## DATA EXTRACTS

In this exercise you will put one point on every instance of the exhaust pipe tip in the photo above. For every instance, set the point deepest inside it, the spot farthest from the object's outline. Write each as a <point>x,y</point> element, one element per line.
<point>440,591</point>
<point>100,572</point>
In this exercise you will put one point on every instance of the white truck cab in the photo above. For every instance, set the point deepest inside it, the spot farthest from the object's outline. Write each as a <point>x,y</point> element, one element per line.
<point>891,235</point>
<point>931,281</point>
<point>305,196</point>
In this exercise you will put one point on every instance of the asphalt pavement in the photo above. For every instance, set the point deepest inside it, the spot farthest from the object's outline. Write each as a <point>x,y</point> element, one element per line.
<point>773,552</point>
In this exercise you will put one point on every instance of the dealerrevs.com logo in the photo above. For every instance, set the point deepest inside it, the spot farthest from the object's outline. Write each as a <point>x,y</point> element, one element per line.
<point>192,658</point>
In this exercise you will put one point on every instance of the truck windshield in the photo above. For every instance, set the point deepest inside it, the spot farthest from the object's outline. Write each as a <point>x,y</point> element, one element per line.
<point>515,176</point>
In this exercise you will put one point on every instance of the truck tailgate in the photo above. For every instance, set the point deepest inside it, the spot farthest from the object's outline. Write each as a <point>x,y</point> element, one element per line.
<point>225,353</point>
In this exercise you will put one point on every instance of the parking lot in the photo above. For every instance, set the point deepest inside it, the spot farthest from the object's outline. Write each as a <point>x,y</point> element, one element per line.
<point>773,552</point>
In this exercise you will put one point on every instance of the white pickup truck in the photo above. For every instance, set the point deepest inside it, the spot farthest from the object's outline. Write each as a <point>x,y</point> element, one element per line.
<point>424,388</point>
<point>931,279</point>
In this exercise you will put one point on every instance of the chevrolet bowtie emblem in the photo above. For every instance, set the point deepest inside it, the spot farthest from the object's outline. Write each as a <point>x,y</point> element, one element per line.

## WHAT NEEDS TO BE DONE
Only a word-for-word repetition of the lines from the one containing "the white pickup" to the final line of the data above counts as the answer.

## RESULT OF THIS EXERCISE
In this exercise you will put one point on every instance of the white pickup truck in the photo above. For every instance, set the point deepest inside it, the spot farthest from the object's outline. Write each as a <point>x,y</point> element, one element per line.
<point>424,388</point>
<point>931,279</point>
In this exercise you will put one point on every instance of the chevrolet bowtie emblem in the photo above. For every instance, set the point deepest inside it, the spot farthest from the object's outline. Write each as a <point>x,y</point> element, one element per line.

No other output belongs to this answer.